SUPPLIED TEXT:

※ ※ ※

Still eager for product development work, Poniatoff went to work for Westinghouse in Sunnyvale, and grew fond of the life on the Peninsula.


In 1942, as World War II raged, Poniatoff got a call from his old friend Moseley asking him to come back to Dalmo Victor. Moseley had received a contract to develop Navy Airborne radar scanners. According to the contract, the development of a prototype of the scanner had to be completed in 100 days. Poniatoff quickly accepted.


"The project group went without shaving for days at a time," he recalls. 'The working hours were from seven in the morning until 11 at night."

Founding his Own Company

Two of the components in the Dalmo Victor system, sophisticated motors and generators, were virtually impossible to obtain from existing sources. Seeing this as the opportunity for his friend to establish his own company, Moseley suggested that Poniatoff start manufacturing the two needed components.


Poniatoff took his own resources, rounded up a handful of men, outfitted the abandoned furniture loft above the Dalmo Victor plant, in San Carlos, California, and formed the Ampex Electric and Manufacturing Company. The Dalmo-Victor building, in which Poniatoff began his company, has since been replaced by a supermarket.


It was November 1, 1944. At 52 years of age, when most men are beginning to plan for retirement, Alexander M. Poniatoff founded his company. The young pilot of World War I, ousted from his homeland by the Communists, was on the threshold of one of the most significant developments in electronics of the century.

※ ※ ※

QUESTIONS TO ANSWER:
A - According to the passage on Poniatoff's career, on what date did he found his company?
B - Continue the account of Poniatoff and the founding of Ampex from the point where it stops.

(Natural-language object grounding data)
※ ※ ※

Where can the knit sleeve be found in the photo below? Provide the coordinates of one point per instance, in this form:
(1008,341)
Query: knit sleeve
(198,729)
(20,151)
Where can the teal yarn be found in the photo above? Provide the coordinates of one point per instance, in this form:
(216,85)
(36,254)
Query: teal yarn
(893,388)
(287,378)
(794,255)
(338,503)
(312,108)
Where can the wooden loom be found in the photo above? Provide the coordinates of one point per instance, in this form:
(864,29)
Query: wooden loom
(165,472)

※ ※ ※

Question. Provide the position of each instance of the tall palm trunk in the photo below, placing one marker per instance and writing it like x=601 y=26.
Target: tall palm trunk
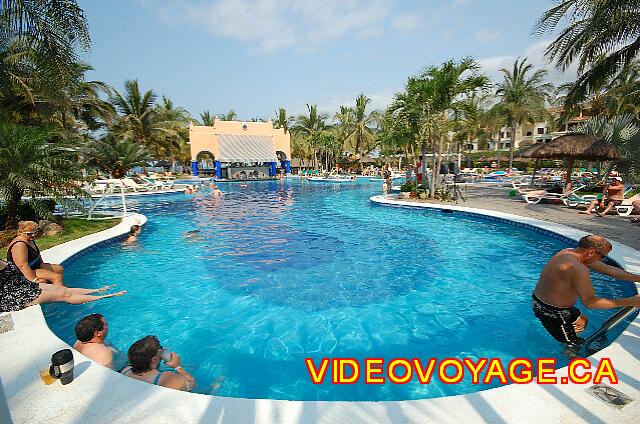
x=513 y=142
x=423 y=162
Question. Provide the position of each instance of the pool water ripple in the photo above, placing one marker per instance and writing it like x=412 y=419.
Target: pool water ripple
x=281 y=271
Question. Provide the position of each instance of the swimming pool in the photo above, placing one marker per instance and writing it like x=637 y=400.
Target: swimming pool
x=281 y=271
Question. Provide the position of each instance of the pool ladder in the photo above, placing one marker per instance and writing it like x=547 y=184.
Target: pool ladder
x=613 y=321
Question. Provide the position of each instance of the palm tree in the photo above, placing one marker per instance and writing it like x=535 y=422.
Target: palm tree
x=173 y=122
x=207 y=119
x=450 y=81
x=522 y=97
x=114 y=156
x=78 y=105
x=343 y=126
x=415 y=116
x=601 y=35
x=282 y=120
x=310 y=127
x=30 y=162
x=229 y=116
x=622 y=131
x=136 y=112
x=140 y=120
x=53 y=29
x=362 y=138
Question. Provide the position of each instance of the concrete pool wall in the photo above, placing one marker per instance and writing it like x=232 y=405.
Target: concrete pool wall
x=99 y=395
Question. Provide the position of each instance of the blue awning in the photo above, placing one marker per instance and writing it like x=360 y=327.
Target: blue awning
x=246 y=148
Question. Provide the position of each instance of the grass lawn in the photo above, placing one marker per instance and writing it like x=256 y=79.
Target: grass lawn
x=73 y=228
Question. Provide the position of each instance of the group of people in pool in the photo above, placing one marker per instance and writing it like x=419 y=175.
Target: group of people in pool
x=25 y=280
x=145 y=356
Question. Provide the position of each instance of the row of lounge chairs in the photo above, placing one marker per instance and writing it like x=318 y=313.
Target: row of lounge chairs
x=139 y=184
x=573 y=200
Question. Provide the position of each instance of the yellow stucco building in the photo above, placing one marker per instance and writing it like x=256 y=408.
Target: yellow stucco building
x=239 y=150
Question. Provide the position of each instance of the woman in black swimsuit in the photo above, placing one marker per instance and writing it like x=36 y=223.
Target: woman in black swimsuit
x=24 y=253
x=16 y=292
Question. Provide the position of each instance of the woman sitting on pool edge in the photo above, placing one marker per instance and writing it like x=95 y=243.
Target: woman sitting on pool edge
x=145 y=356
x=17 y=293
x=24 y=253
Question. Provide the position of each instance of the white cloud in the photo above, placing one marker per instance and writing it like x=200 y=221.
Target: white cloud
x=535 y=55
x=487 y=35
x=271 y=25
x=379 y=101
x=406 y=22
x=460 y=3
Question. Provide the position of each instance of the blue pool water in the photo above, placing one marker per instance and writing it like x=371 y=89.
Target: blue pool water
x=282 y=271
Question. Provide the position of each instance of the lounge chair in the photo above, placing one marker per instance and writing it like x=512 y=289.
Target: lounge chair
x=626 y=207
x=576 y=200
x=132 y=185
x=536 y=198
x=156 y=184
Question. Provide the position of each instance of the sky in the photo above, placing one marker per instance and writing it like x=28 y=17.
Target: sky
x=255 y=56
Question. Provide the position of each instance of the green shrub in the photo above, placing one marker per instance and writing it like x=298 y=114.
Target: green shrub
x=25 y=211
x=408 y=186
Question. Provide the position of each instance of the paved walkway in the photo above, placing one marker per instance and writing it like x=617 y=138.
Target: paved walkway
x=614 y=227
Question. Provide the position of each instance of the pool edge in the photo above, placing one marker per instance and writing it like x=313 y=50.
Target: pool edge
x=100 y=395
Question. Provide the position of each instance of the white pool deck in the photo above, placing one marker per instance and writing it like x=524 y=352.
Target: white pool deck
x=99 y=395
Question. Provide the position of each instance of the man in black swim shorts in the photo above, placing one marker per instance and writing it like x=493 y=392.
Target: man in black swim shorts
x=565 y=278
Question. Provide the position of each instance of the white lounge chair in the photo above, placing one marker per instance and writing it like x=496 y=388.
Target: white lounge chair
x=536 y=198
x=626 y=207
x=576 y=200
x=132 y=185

※ ※ ※

SET OF ANSWERS:
A - November 1, 1944.

B -
Today, as he approaches this month's 77th birthday, Mr. Poniatoff is active as always with various projects. As Chairman of the Board of Ampex, he leaves active management of the corporation to younger men. He heads the company's Alexander M. Poniatoff Laboratory, which is devoted to investigation of advanced and experimental techniques in magnetic recording. He keeps regular hours in his Ampex office and pays fastidious attention to his health. In his office he has an ultraviolet light system and equipment to ionize the air.


He devotes a great deal of his time to the important field of preventive medicine. In his opinion, scientific and technological advances, although benefiting man in many ways, have brought with them a complexity of life which is often detrimental to human health. Medicine and surgery have made great progress, but tensions of big city life, polluted environment, and insufficient contact of man with nature have created many new diseases. Knowledge and understanding of environmental factors including nutrition, he contends, will prevent diseases or reduce their incidence, and as a result will extend man's useful life.


And the passion that radiates from his clear blue eyes makes every visitor share his excitement. He pursues his philosophy through various channels. He takes active part in several foundations which are devoted to medical research and to educational and charitable work. He sponsored and organized the Foundation for Nutrition and Stress Research of which he is the Managing Director.


He says: "A man's life is not complete unless he has made a contribution to humanity." And he thinks the opportunities for making such contributions are numerous: 'The United States still has the greatest potential of any nation in the world. The destiny of man is to be involved in creative work and to acquire new knowledge, and to make new discoveries which are of value and importance to human life and progress."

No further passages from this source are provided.